- Task set:
A. Write out the passage of the mailing list post on the XML parser from "KHK> The HTML" to "if (CUR == '>')".
B. Answer these questions about the mailing list post on the XML parser:
(i) Who sent the post?
(ii) Around what date does the quoted message say the list archive page seems to have stopped updating?
(iii) Which function contains the code where the quoted writer tracked the problem?
C. Proceed with the mailing list post on the XML parser, continuing after its last sentence.

- Provided text:
-=-=-=-=-

Re: [xml] Weirdness in XML parser

Date view Thread view Subject view Author view

From: Stefan Bambach (bambach@triplex.de)
Date: Fri Nov 12 1999 - 04:30:40 EST


Hi Kristian,

Thursday, November 11, 1999, 9:37:40 PM, you wrote:

KHK> [ I sent this earlier, but apparently it didn't show up on the
KHK> list... It's not on the list archive page either, which by the way
KHK> seems to have stopped updating around October 11. Anyway, here
KHK> goes... ]

KHK> Hi,

KHK> When parsing this document:

KHK> <HTML>
KHK> <BODY>
    
KHK> <P>
KHK> <HR>
KHK> foo
    
KHK> </BODY>
KHK> </HTML>

KHK> The HTML parser makes "foo" a child of <HR>... I tracked the problem
KHK> to this piece of code in htmlParseElement (lines 2310-2317):

KHK> if (((depth == ctxt->nameNr) && (oldname == ctxt->name)) ||
KHK> (name == NULL)) {
KHK> if (CUR == '>')
KHK> NEXT;
KHK> return;
KHK> }

KHK> which look a bit weird to me... I dont see what it's supposed to do.

-=-=-=-=-

Location identification items
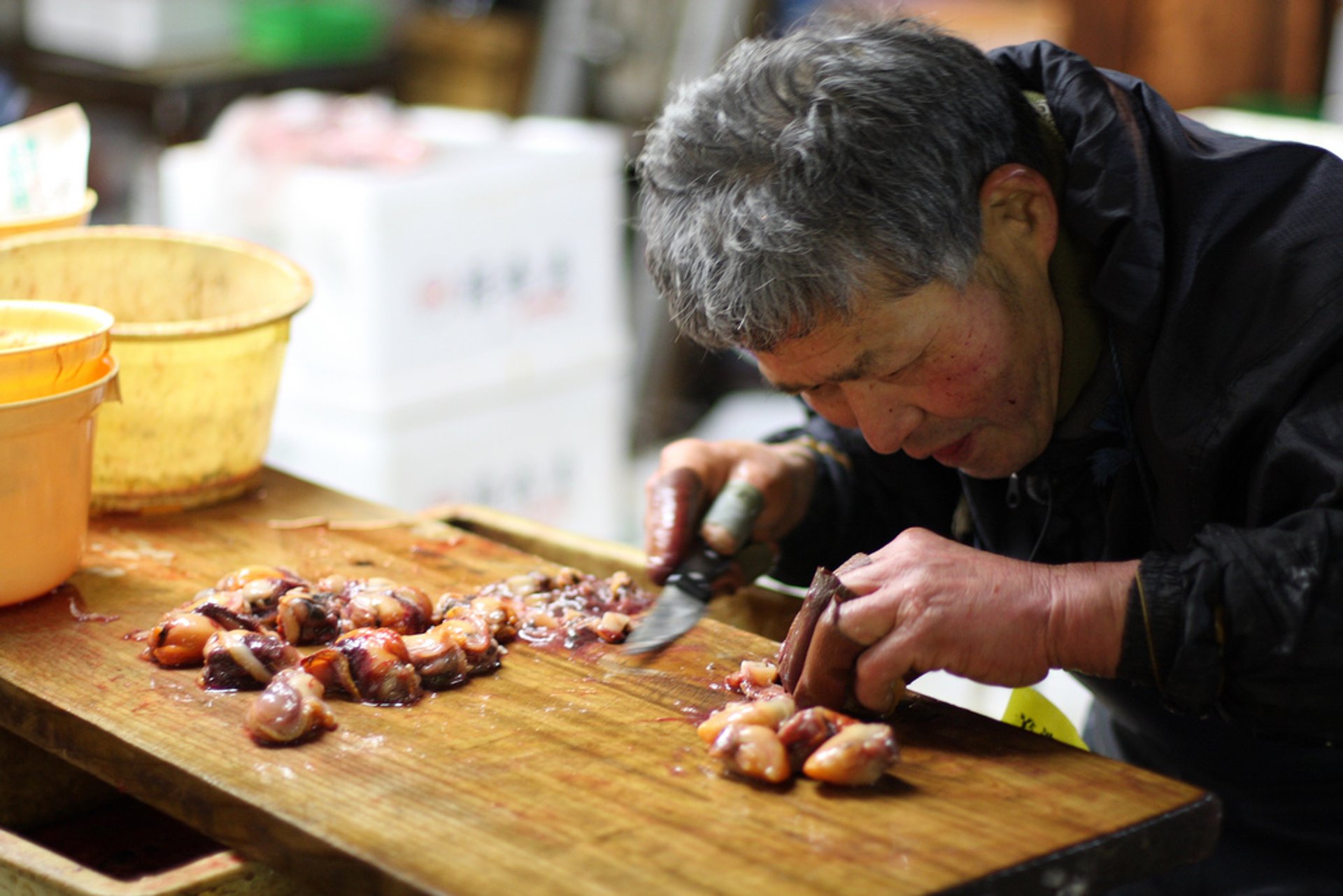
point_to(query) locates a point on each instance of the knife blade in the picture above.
(688, 589)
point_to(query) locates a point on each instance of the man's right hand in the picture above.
(692, 472)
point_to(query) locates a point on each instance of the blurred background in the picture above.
(455, 176)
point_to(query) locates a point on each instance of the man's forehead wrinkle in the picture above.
(862, 366)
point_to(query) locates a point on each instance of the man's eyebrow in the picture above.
(857, 370)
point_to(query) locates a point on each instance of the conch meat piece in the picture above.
(309, 617)
(371, 665)
(754, 677)
(179, 640)
(245, 660)
(856, 757)
(382, 604)
(816, 661)
(290, 710)
(770, 712)
(754, 751)
(809, 728)
(438, 657)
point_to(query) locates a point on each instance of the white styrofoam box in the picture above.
(500, 257)
(551, 448)
(1326, 135)
(134, 34)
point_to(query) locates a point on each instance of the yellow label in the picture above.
(1029, 710)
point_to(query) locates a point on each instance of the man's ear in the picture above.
(1017, 204)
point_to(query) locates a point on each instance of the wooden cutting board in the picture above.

-=-=-=-=-

- Responses by task:
A.
KHK> The HTML parser makes "foo" a child of <HR>... I tracked the problem
KHK> to this piece of code in htmlParseElement (lines 2310-2317):

KHK> if (((depth == ctxt->nameNr) && (oldname == ctxt->name)) ||
KHK> (name == NULL)) {
KHK> if (CUR == '>')

B.
(i) Stefan Bambach
(ii) Around October 11
(iii) htmlParseElement

C.
KHK> What happens is that <HR> autocloses <P>, and when control reaches
KHK> these lines, oldname points to freed memory. Accidently, this memory
KHK> is used for the name of the new name, so oldname == ctxt->name and
KHK> thus htmlParseElement returns prematurely (it doesn't reach the test
for info->>empty).

KHK> I see you've made <DD> autoclose <DT> and <DT> autoclose <DD>, but
KHK> what about also making <DD> autoclose <DD> and likewise for <DT>?
KHK> This would make the parser a bit more robust; suppose someone were to
KHK> do something like:

KHK> <DL>
KHK> <DD>foo
KHK> <DD>bar
KHK> </DL>

KHK> it would get parsed as

KHK> <DL>
KHK> <DD>foo</DD>
KHK> <DD>bar</DD>
KHK> </DL>

KHK> which I believe is a bit more useful than

KHK> <DL>
KHK> <DD>foo
KHK> <DD>bar</DL>
KHK> </DD>
KHK> </DL>

KHK> regards,
KHK> Kristian
KHK> ----
KHK> Message from the list xml@rufus.w3.org
KHK> Archived at : http://rufus.w3.org/veillard/XML/messages
KHK> to unsubscribe: echo "unsubscribe xml" | mail majordomo@rufus.w3.org

Yes you are right, but it's in the users resposibility closing the
tags. The Parser tries to go on parsing when such an error occures
and this is the result. It tries to analyse and handle such cases
with errors. Normally you have to break parsing and print out some
kind of error messages. In my opionion there are too many possibilities
that you can handle each type of errors correctly.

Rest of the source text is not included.